== Segment start ==

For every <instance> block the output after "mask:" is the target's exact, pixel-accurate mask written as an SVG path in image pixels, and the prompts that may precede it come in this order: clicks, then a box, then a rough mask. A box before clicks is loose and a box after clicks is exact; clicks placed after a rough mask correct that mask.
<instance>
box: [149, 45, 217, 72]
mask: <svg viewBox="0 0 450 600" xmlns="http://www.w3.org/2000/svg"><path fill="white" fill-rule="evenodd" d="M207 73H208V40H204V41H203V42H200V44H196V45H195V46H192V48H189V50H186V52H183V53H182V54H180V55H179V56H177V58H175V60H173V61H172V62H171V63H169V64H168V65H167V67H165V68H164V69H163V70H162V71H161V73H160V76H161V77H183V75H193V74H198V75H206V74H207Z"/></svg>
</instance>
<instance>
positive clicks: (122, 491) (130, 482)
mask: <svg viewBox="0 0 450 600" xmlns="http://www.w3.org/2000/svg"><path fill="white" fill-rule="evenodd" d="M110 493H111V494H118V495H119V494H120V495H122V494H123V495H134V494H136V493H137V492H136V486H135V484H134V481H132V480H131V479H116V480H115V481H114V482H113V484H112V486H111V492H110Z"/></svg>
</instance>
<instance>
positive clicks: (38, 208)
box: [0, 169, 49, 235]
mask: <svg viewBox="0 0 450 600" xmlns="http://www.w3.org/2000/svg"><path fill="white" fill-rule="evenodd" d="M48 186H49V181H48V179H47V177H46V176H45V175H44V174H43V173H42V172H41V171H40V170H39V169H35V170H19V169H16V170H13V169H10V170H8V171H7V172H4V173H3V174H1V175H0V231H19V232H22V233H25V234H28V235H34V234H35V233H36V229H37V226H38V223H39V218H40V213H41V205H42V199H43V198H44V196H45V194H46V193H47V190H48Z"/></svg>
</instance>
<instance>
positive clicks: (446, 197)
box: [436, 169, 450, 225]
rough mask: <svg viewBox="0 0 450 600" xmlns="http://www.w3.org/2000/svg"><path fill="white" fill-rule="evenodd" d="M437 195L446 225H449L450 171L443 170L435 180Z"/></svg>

== Segment end ==

All of the data must be written out again, exactly as it stands.

For every <instance> block the output after "mask:" is the target's exact, pixel-accurate mask written as an SVG path in image pixels, and the prompts that may precede it come in this order: clicks, then a box, then a rough mask. A box before clicks is loose and a box after clicks is exact; clicks placed after a rough mask correct that mask.
<instance>
box: [149, 45, 217, 72]
mask: <svg viewBox="0 0 450 600" xmlns="http://www.w3.org/2000/svg"><path fill="white" fill-rule="evenodd" d="M207 73H208V40H204V41H203V42H200V44H196V45H195V46H192V48H189V50H186V52H183V53H182V54H180V55H179V56H177V58H175V60H173V61H172V62H171V63H169V64H168V65H167V67H165V68H164V69H163V70H162V71H161V73H160V76H161V77H183V75H193V74H198V75H206V74H207Z"/></svg>
</instance>
<instance>
positive clicks: (122, 491) (130, 482)
mask: <svg viewBox="0 0 450 600" xmlns="http://www.w3.org/2000/svg"><path fill="white" fill-rule="evenodd" d="M110 493H111V494H118V495H119V494H120V495H122V494H123V495H134V494H136V493H137V492H136V486H135V484H134V481H132V480H131V479H116V480H115V481H114V482H113V484H112V486H111V492H110Z"/></svg>
</instance>
<instance>
positive clicks: (38, 208)
box: [0, 169, 49, 235]
mask: <svg viewBox="0 0 450 600" xmlns="http://www.w3.org/2000/svg"><path fill="white" fill-rule="evenodd" d="M48 186H49V181H48V179H47V177H46V176H45V175H44V174H43V173H42V172H41V171H40V170H39V169H35V170H19V169H16V170H13V169H10V170H8V171H7V172H4V173H3V174H1V175H0V231H19V232H22V233H25V234H28V235H34V234H35V233H36V229H37V226H38V223H39V218H40V213H41V205H42V199H43V198H44V196H45V194H46V193H47V190H48Z"/></svg>
</instance>
<instance>
positive clicks: (446, 197)
box: [436, 169, 450, 225]
rough mask: <svg viewBox="0 0 450 600" xmlns="http://www.w3.org/2000/svg"><path fill="white" fill-rule="evenodd" d="M437 195L446 225H449L450 171L443 170L435 180Z"/></svg>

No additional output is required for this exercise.